:: Dataset entries ::
=== Section Start ===
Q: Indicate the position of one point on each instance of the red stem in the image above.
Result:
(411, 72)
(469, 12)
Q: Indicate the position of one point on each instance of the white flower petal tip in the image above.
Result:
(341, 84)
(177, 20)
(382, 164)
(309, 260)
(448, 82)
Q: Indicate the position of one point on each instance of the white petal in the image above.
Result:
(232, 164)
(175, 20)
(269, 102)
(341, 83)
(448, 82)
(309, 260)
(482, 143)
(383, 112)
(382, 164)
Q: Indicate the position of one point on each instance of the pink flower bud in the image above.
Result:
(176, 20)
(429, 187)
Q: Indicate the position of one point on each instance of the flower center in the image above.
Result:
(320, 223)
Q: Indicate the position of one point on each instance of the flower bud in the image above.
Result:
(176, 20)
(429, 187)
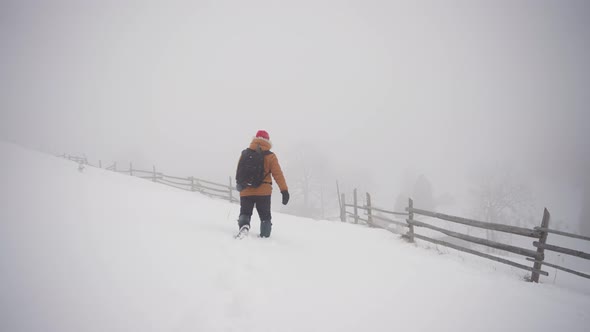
=== Section End ===
:: EXERCISE ::
All of the records need to be restated word for word, but not the pictures.

:: RESULT OF THIS EXERCISE ::
Q: Indicate the position of one point on each instance of the red stem in the image above.
Result:
(411, 72)
(469, 12)
Q: Indicate the position of one point on each instance of the white flower petal tip in the image above.
Result:
(341, 84)
(177, 20)
(382, 164)
(309, 260)
(448, 82)
Q: Indicate the position of one point on each instance of the white petal in the image above.
Result:
(232, 164)
(175, 20)
(269, 102)
(341, 83)
(448, 82)
(309, 260)
(482, 143)
(383, 112)
(382, 164)
Q: Indicate the position of one point on each instance of the pink flower bud in the image above.
Result:
(176, 20)
(429, 187)
Q: Indicate the position of one point on each instance of the flower center in the image above.
Result:
(320, 223)
Q: Indicate the position of one point on each instance of the flower bud in the image above.
Result:
(176, 20)
(429, 187)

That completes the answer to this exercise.